EXTRACT:
————————

The Verde Canyon Railroad runs on the track of the Arizona Central Railroad, once the Clarkdale branch of the ATSF, leaving the Peavine at Drake, built in 1911-12. The tourist line uses the easternmost 20 miles of that 38 mile line, descending 500 ft. on its way to Perkinsville. Because of the ongoing drought in central Arizona, the forest is tinder dry, so we won’t be able to make any photo stops along the route today. Instead, the train will be pulled past interested photographers at Clarkdale depot, before and after the run. While waiting for things to get started, we meet Helen and Smoke Shaak, who came out on Amtrak directly to Williams, not on the inbound excursion. Today’s train is hauled by the line’s two FP7s, built for the Alaska Railroad in the 1950s and serving there until 1988, then operating on the Wyoming-Colorado until that line’s demise in 1995, arriving here in November, 1996. The First class cars in the train were built by Pullman Standard in 1946-47, and have been refurbished and outfitted with an interesting arrangement of 2+1 seating facing forwards and backwards at tables along the sides of the car. The coaches were built by Budd in the 1930s and 40s for the Santa Fe El Capitan. Donald and Nina, Alex Mayes, and Mitch Dakelman are among those nominally riding in our first class car (Scottsdale), although most of them spend their time in one of the open cars. John Harmon also appears in the car at one point, to talk to Julia Decker.

Verde Canyon Route Description

The Verde River, which the route follows all the way, collects water from creeks flowing down from the Colorado Plateau, including Oak Creek, then flows southeast. Just northwest of the depot, the line passes the United Verde Copper Company’s smelter, closed in 1953, whose tall smoke stacks were demolished in 1962 and 1965. Behind the smelter, we can see the mining town of Jerome, halfway up the mountainside to the south. The line them comes alongside cliffs to the left of the train, the upper reaches of which include some Sinagua Indian cliff dwelling ruins dating from 1100-1125, and abandoned in the early 1400s.

Along the river are cottonwood trees, with sycamore and ash at higher elevations. A Great Blue Heron stands in the Verde River. There is an eagle’s nest on one of the walls of the inner canyon, to the right of the train. Later, we see Elephant Rock, resembling the profile of an elephant’s head and trunk, across the river to the right of the train.

————————

[Rows contained in a dataset]

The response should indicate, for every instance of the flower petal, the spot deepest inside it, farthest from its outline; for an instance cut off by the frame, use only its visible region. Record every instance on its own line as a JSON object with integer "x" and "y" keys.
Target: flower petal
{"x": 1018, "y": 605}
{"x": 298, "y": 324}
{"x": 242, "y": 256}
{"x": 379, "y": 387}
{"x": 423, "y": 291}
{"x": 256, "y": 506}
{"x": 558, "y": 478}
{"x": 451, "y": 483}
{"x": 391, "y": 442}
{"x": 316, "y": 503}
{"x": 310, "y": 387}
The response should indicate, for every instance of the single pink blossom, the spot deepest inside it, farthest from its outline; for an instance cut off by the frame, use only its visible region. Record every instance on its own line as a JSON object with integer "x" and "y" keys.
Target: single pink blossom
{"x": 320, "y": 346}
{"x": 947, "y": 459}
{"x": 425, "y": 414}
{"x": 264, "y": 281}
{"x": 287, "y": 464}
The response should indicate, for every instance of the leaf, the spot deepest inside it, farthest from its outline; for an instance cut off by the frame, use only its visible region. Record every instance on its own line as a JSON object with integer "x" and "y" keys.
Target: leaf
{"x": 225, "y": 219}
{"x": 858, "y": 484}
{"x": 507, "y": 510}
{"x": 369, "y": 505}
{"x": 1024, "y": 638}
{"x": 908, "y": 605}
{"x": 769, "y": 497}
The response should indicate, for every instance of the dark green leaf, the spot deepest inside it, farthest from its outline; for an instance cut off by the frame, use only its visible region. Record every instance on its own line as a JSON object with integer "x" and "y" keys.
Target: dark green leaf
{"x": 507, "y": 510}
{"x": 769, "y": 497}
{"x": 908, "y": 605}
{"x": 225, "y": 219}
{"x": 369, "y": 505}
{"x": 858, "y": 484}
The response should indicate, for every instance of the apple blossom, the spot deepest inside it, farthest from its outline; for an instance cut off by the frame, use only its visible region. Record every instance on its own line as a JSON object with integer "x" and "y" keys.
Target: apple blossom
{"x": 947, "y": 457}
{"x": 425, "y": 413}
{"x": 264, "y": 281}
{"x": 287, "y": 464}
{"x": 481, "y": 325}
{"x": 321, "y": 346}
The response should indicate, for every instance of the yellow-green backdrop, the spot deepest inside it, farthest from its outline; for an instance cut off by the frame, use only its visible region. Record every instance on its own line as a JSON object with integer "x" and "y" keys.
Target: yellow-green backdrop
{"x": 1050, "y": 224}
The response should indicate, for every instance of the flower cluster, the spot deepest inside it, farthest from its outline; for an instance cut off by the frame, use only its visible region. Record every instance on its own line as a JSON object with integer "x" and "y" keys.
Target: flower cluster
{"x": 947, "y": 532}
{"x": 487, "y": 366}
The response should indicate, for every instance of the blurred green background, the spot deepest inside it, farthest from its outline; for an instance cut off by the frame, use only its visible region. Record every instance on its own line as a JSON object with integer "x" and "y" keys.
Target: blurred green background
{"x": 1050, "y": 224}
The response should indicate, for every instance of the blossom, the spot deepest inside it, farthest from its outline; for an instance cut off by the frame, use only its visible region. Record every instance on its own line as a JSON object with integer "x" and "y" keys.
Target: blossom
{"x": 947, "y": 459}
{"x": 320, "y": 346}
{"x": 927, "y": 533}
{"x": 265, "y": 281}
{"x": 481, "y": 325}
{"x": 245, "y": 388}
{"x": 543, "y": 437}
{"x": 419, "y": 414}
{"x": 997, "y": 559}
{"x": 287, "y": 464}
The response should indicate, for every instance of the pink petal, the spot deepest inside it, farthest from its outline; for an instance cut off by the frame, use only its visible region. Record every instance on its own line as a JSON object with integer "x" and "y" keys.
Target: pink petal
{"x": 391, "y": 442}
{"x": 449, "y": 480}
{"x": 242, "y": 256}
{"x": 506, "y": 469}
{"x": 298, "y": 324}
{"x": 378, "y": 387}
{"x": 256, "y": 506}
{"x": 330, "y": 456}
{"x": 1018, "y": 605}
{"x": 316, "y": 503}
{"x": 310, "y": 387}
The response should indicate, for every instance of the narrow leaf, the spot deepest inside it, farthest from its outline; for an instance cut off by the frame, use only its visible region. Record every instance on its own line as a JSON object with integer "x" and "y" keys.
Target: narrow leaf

————————

TASKS TO COMPLETE:
**1)** Pick out every row that contains the word "yellow", treating uppercase and lowercase as different.
**2)** Continue the Verde Canyon Railroad account from its last sentence.
These rows bear no relation to the Verde Canyon Railroad account.

THE REPLIES:
**1)**
The response should indicate, for every instance of the yellow-green backdrop, the spot deepest inside it, farthest from its outline; for an instance cut off by the frame, use only its visible region. Record every instance on its own line as a JSON object with integer "x" and "y" keys.
Target: yellow-green backdrop

**2)**
At Perkinsville, the locomotives run around the train, which then returns to Clarkdale. After patronizing to souvenir shop, we board the last operating bus (one has broken down) back to Williams, which returns by the faster route using Interstate 17 to Flagstaff, then Interstate 40 west to Williams.

After dark, we walk the six blocks north to the Pizza Hut for a pizza dinner.

Thursday, August 22nd, 2002

This morning, the Grand canyon Railroad is hosting many conventioneers at its maintenance shop. A shuttle bus is provided to take us to and from that facility. We board a shuttle that gets us over there about 8 am (the first shuttle of the day). As we head over there, GCR 2-8-0 18 backs over to the dept to lead the 10 am service train to the Canyon. We’re required to sign a release to permit us to walk about the shop and adjacent tracks. Bob Franzen, GCR Chief Mechanical Engineer, addresses us briefly and sets up a Question & Answer session for 9 am.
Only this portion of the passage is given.